» **JOB**
All lines below must be repeated exactly, with the pictures omitted.

» **SUPPLIED MATERIAL**
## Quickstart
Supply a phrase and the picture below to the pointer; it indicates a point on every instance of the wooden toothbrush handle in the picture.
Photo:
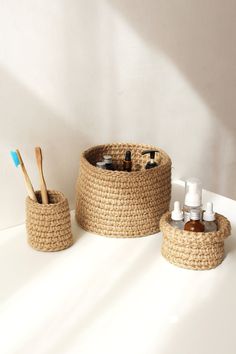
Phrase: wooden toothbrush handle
(39, 159)
(44, 191)
(28, 184)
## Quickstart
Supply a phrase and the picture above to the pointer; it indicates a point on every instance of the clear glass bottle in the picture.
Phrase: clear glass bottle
(194, 224)
(177, 216)
(209, 218)
(193, 197)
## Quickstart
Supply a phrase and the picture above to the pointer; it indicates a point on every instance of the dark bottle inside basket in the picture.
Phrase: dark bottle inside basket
(127, 162)
(108, 162)
(194, 224)
(151, 163)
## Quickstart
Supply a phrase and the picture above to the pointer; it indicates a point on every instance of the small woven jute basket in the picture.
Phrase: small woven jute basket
(194, 250)
(119, 203)
(48, 225)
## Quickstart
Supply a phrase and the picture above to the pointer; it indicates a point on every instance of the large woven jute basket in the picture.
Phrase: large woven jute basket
(194, 250)
(48, 225)
(118, 203)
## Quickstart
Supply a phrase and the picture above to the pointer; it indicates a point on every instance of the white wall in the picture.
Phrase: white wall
(74, 73)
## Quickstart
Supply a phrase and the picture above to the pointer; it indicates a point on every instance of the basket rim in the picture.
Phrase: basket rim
(124, 173)
(49, 205)
(222, 233)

» **EXPECTED ANSWER**
## Quickstart
Supply a phrase and the picture below to the pointer; it indicates a point on every instance of the wooden toothbrush handle in the picture.
Photo:
Phrase: wooden toothbrush handle
(39, 159)
(44, 191)
(28, 184)
## Quickstart
Supply a phrase and the picture above to the pointer; it indicates a point on every instance of the clear glass bottle in the picture.
Phrase: clear glass bottle
(194, 224)
(177, 216)
(209, 218)
(193, 197)
## Quickstart
Supply a phrase and the picture above to the pointer; it indicates a point on every instance of the dark bottle inside basket in the picture.
Phrase: dark bottle inside basket
(127, 162)
(108, 162)
(194, 224)
(151, 163)
## Quickstart
Supply a phrase and the picture above to the pointer; it indicates a point on every instance of the small woven jute basket in the picture.
Phrase: small woven jute basket
(194, 250)
(119, 203)
(48, 225)
## Quickstart
Supply a phrase and the picture above to the pointer; it indicates a point on every instance of the large woven jute basket in the picture.
Phrase: large woven jute basket
(194, 250)
(48, 225)
(118, 203)
## Quickstart
Supply a phrase and the picture above to the pointer; it indicates a point on every instance of the white wall in the picture.
Phrase: white wall
(74, 73)
## Quickstart
Supply a phrase and the picture above to the pointer; it indicates a point on every instance of the basket rim in the picture.
Phrase: basket rim
(124, 173)
(49, 205)
(222, 233)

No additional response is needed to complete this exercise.